▶ _SCHRIFTLICHE AUFGABE 1_:
Gib den Abschnitt der Einträge von der Zeile, die „Target = tall grass“ enthält, bis einschließlich zum Ende der Einträge unverändert wieder.

▶ _LESETEXT_:
Wartelisten bei Thüringer Tafeln
Von Katrin Zeiß, dpaDie Zahl der Bedürftigen wächst
und die Supermärkte kalkulieren immer knapper
Suhl/Blankenhain. Die Lebensmittelhilfe der Tafeln stößt in Thüringen zunehmend an ihre Grenzen. Einige Tafeln arbeiten nach Angaben ihres Landesverbandes bereits mit Wartelisten für Bedürftige.
»Das Aufkommen an gespendeten Lebensmitteln reicht kaum noch für die vielen Menschen, die auf diese Hilfe angewiesen sind«, sagte die Vorsitzende des Landesverbandes Thüringer Tafeln, Beate Weber-Kehr, in einer Umfrage der Nachrichtenagentur dpa. Die 32 Tafeln haben im vergangenen Jahr mehr als 42 000 Menschen mit gespendeten Nahrungsmitteln versorgt, darunter waren fast 13 000 Kinder.
Die Tafeln verköstigen auch eine steigende Zahl von Rentnern.
»Die Altersarmut macht mir große Sorgen«, sagte Martina Natschke, Koordinatorin der Apoldaer Tafel. Hauptsächlich heute im Rentenalter stehende Frauen, die in der DDR geschieden wurden und keinen Versorgungsausgleich erhalten, seien betroffen. In Gera sind inzwischen bis zu 15 Prozent der Tafelgäste Alters- oder Erwerbsunfähigkeitsrentner. »Vor allem die Leute, die nach langer Arbeitslosigkeit und Hartz IV neu in Rente gehen, haben ganz wenig Geld«, sagte Tafelleiterin Giselda Schädlich.
Die Entwicklung ist für die Tafeln umso alarmierender, da Rentner nach ihrer Einschätzung sehr lange zögern, bis sie den Weg zur Tafel finden.
Lieber kleinere Rationen?
»Bei Rentnern ist die Schamgrenze sehr viel höher als bei jungen Leuten«, hat Martin Oeltermann, Tafelleiter in Suhl, beobachtet. Junge Leute seien da weniger zurückhaltend. »Die denken, das steht ihnen zu«, sagte Weber-Kehr.
Die Sömmerdaer Tafel hat vor einiger Zeit eine Warteliste eingeführt, als die Lebensmittel für die vielen Bedürftigen nicht ausreichten. »640 Leute sind für uns die absolute Obergrenze, mehr geht nicht«, sagte Carmen Werner vom Netzwerk »Regenbogen«, das die Tafel betreibt.

▶ _ZEILEN DES DATENSATZES_:
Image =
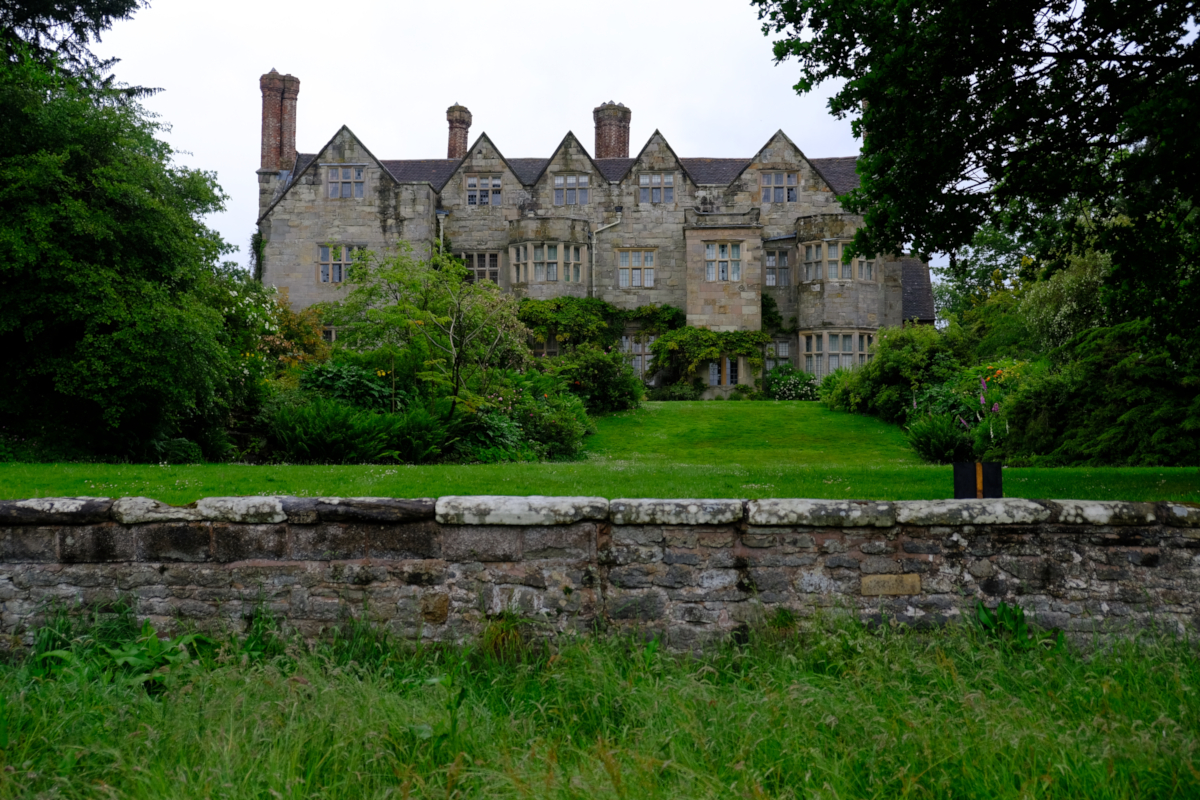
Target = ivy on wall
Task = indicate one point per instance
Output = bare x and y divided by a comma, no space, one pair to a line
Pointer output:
575,320
683,353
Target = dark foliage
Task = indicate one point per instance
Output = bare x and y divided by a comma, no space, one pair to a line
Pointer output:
966,102
1108,402
59,32
603,379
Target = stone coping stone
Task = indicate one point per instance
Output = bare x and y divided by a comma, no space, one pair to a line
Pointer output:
1181,515
41,511
250,510
1000,511
821,513
675,512
1103,512
137,511
505,510
379,510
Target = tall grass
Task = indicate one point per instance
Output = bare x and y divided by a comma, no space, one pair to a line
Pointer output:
833,711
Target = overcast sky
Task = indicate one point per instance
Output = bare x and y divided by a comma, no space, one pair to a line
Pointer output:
529,71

▶ _SCHRIFTLICHE AUFGABE 2_:
Schreibe aus dem Artikel über die Thüringer Tafeln den Abschnitt von „Wartelisten bei Thüringer“ bis einschließlich „Wartelisten für Bedürftige.“ wortgetreu ab.

▶ _SCHRIFTLICHE ANTWORT 1_:
Target = tall grass
Task = indicate one point per instance
Output = bare x and y divided by a comma, no space, one pair to a line
Pointer output:
833,711
Target = overcast sky
Task = indicate one point per instance
Output = bare x and y divided by a comma, no space, one pair to a line
Pointer output:
529,71

▶ _SCHRIFTLICHE ANTWORT 2_:
Wartelisten bei Thüringer Tafeln
Von Katrin Zeiß, dpaDie Zahl der Bedürftigen wächst
und die Supermärkte kalkulieren immer knapper
Suhl/Blankenhain. Die Lebensmittelhilfe der Tafeln stößt in Thüringen zunehmend an ihre Grenzen. Einige Tafeln arbeiten nach Angaben ihres Landesverbandes bereits mit Wartelisten für Bedürftige.